> **What you should do**:
Please set out every line of the records below as a JSON list of strings, one string per line, omitting blank lines.

A sequence of records:
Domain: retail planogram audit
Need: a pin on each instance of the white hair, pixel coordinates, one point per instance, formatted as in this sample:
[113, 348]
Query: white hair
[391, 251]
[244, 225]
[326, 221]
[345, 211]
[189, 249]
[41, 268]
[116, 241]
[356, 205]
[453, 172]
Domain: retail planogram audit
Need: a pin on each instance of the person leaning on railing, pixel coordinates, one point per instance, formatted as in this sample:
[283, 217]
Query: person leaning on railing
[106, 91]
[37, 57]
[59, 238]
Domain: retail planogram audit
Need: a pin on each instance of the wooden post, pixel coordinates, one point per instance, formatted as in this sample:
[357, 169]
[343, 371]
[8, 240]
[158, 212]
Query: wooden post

> **Response to this exercise**:
[
  "Domain: retail planogram audit",
  "Need: a pin on each instance of the white hair, pixel coordinates, one point per instance, formatted as in this sample:",
  "[113, 348]",
  "Query: white hair",
  "[391, 251]",
  "[244, 225]",
  "[326, 221]",
  "[345, 211]",
  "[189, 249]",
  "[41, 268]",
  "[116, 241]",
  "[356, 205]",
  "[453, 172]",
  "Domain: retail planogram audit",
  "Need: a pin on each instance of the person leaning on railing, pixel coordinates, one point per instance, formatted as in this sample:",
  "[283, 217]",
  "Query: person leaning on railing",
  "[106, 91]",
  "[37, 57]",
  "[59, 238]",
  "Domain: retail planogram audit",
  "Need: a pin on each instance of the wooden post, pixel coordinates, one point per instance, formatted as in this sample:",
  "[357, 169]",
  "[343, 371]",
  "[8, 240]",
  "[158, 212]",
  "Query: wooden post"
]